**Exercise aim:**
Beneath this task are records; print exactly the stretch of them from the line with "390 226 L 390" through the line with "Give the mask", both ends included.

[Stored records]
Segment Open
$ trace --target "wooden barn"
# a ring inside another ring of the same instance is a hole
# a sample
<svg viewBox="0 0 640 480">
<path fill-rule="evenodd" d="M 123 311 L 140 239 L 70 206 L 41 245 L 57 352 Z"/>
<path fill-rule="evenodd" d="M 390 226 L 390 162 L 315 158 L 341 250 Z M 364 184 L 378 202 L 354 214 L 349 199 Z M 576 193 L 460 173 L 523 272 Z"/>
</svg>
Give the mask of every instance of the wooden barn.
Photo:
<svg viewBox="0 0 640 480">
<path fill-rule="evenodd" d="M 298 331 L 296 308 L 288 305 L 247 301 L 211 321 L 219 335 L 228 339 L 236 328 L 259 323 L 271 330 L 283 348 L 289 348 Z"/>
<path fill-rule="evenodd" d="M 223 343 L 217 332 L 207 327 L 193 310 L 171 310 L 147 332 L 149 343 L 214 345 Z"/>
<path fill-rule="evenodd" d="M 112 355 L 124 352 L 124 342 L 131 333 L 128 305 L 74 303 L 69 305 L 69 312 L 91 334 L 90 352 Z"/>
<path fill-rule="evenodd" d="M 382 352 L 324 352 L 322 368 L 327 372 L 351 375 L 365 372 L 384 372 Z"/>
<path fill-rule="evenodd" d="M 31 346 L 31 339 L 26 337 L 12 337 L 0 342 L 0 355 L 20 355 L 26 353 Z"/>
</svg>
Segment Closed
**Result of the exercise:**
<path fill-rule="evenodd" d="M 390 226 L 390 162 L 315 158 L 341 250 Z M 364 184 L 378 202 L 354 214 L 349 199 Z M 576 193 L 460 173 L 523 272 Z"/>
</svg>
Give the mask of every instance of the wooden barn.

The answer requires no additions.